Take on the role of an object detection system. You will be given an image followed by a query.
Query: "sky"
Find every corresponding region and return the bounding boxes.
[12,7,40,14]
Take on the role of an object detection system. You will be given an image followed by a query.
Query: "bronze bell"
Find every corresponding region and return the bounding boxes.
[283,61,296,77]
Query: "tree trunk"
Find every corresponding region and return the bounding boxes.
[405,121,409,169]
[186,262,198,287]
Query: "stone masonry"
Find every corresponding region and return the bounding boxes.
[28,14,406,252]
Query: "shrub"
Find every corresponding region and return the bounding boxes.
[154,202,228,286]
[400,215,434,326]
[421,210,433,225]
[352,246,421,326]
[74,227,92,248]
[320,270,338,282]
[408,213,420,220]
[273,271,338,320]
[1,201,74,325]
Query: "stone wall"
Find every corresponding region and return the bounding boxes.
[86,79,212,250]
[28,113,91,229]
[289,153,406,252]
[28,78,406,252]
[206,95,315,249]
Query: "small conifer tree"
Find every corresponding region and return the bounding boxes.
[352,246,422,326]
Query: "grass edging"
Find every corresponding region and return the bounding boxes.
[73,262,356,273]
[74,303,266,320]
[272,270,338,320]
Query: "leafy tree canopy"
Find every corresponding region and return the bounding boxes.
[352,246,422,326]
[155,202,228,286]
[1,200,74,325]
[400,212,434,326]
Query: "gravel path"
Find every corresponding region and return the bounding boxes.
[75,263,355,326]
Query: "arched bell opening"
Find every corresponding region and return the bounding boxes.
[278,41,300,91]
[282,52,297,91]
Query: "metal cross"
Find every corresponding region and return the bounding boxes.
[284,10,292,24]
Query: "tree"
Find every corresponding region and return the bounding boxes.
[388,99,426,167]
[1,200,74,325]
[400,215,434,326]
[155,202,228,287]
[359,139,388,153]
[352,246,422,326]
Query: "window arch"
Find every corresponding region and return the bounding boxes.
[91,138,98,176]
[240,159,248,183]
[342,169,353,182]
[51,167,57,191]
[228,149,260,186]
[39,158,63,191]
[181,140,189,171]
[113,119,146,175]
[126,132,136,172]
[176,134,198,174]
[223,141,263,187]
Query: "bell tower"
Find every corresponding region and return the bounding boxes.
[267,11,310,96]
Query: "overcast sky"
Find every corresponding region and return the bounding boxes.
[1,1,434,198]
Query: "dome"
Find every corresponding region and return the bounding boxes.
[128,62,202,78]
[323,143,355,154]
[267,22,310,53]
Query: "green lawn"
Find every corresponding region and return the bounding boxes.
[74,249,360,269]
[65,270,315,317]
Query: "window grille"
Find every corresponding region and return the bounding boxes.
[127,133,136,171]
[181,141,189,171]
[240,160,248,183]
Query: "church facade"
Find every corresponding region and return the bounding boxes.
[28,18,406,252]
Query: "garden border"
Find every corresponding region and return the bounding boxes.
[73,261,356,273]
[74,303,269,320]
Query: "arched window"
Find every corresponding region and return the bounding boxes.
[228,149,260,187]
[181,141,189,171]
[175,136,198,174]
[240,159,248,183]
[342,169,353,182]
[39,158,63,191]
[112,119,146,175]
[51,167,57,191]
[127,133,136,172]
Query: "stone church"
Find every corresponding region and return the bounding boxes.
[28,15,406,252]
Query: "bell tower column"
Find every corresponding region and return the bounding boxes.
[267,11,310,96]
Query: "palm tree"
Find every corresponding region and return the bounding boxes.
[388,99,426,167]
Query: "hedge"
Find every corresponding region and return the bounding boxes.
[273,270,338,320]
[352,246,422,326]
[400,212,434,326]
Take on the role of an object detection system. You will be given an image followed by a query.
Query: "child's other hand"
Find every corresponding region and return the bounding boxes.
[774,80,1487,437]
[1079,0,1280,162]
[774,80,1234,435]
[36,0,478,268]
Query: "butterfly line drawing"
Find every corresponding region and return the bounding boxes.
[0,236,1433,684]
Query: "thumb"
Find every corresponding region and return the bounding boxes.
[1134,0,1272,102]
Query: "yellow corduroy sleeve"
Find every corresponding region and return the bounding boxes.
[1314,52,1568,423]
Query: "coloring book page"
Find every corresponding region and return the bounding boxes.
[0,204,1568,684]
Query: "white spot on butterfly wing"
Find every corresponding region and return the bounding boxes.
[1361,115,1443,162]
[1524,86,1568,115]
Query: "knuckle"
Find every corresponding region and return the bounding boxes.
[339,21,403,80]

Opdracht - Schrijf alle gegevens hierboven regel voor regel over, zonder iets te veranderen.

Het resultaat -
Take on the role of an object detection system. You will be given an image followed by a query.
Query: "sky"
Find every corresponding region and return the bounding boxes.
[12,7,40,14]
Take on the role of an object detection system. You will be given an image followed by a query.
Query: "bronze bell"
Find every corresponding region and return the bounding boxes.
[283,61,296,77]
Query: "tree trunk"
Find every corresponding region and return the bounding boxes.
[405,121,409,169]
[186,262,198,287]
Query: "stone masonry"
Find every corresponding region and return the bounding boxes.
[28,14,406,252]
Query: "shrub"
Find every corresponding region and return the bounding boxes.
[154,202,228,286]
[400,215,434,326]
[421,210,433,225]
[352,246,421,326]
[74,227,92,248]
[320,270,338,282]
[408,213,420,220]
[273,271,338,320]
[1,201,74,325]
Query: "stone wall"
Find every corresponding region and return the bounding boxes.
[86,79,212,250]
[28,113,91,229]
[289,153,406,252]
[28,78,406,252]
[206,95,315,249]
Query: "small conifer tree"
Find every corresponding region and return the bounding boxes.
[352,246,422,326]
Query: "grass edging"
Find every corresponding region and return the bounding boxes.
[73,262,356,273]
[74,303,266,320]
[272,270,338,320]
Query: "leafy tree canopy"
Find every corresponding region and return the bounding boxes.
[352,246,422,326]
[155,202,228,286]
[1,200,74,325]
[400,212,434,326]
Query: "gravel path"
Find every corresponding region and return the bounding boxes.
[75,263,355,326]
Query: "arched bell opening"
Find every corresponding region and return the bounding boxes.
[278,41,300,91]
[282,52,297,91]
Query: "metal cross"
Find every corresponding region and return the bounding boxes.
[284,10,292,24]
Query: "tree"
Find every corresponding region and return the bounding boxes.
[388,99,426,167]
[1,200,74,325]
[400,215,434,326]
[155,202,228,287]
[359,139,388,153]
[352,246,422,326]
Query: "window arch"
Find every corresponding region and return the bounding boxes.
[91,138,98,176]
[240,159,248,183]
[342,169,353,182]
[51,167,57,191]
[228,149,260,186]
[39,158,63,191]
[181,140,189,171]
[113,119,146,175]
[126,132,136,172]
[176,134,198,174]
[223,141,263,187]
Query: "bell tower"
Find every corresponding region and return the bounding boxes.
[267,11,310,96]
Query: "overcast sky"
Find every corresponding region and return the bounding boxes.
[1,1,434,198]
Query: "dome"
Find every corresponding region and return the bounding boxes.
[128,62,202,78]
[323,143,355,154]
[267,22,310,53]
Query: "green lawn"
Find every corresponding region and return the bounding boxes.
[74,249,360,269]
[65,270,315,317]
Query: "window grille"
Find every corresponding region and return the bounding boxes.
[127,133,136,171]
[181,141,189,171]
[240,160,248,183]
Query: "church facade"
Find every corresponding region and return the bounding boxes.
[28,18,406,252]
Query: "garden border"
Find every corresponding region and return the bounding boxes.
[73,261,356,273]
[74,303,269,320]
Query: "arched window"
Find every corresponding region and return the bounding boxes.
[228,149,260,187]
[181,141,189,171]
[175,136,198,174]
[240,159,248,183]
[342,169,353,182]
[39,158,63,191]
[112,119,146,175]
[51,167,57,191]
[127,133,136,172]
Query: "stone church"
Find every corresponding region and return the bounding boxes.
[28,15,406,252]
Query: "bell tower column"
Find every corresponding region and return the bounding boxes.
[267,11,310,96]
Query: "palm tree"
Find every corresponding region and return the bounding boxes.
[388,99,426,167]
Query: "hedge"
Find every corresponding region and return the bounding boxes.
[273,270,338,320]
[352,246,422,326]
[400,212,434,326]
Take on the role of an object detection system. You will be given an image followed by a query.
Query: "child's other hand"
Find every corresponding region and return the bounding boxes.
[774,80,1487,437]
[1079,0,1280,162]
[774,80,1234,435]
[36,0,478,268]
Query: "butterfly line drawing"
Find every corresponding region and return the bounding boxes.
[0,236,1433,684]
Query: "thumb"
Find every corresponding region and return the bounding boxes.
[1134,0,1272,102]
Query: "yellow corduroy sleeve"
Find every corresponding region and return the bounding boxes.
[1314,52,1568,423]
Query: "coloring book page"
Find every corresponding region and return the bounding boxes.
[0,204,1568,684]
Query: "white spot on butterfly wing"
Find every corresponding region and return the bounding boxes.
[1361,115,1443,162]
[1524,86,1568,115]
Query: "knuckle"
Find every corresponding region and return the bounding boxes.
[339,21,403,80]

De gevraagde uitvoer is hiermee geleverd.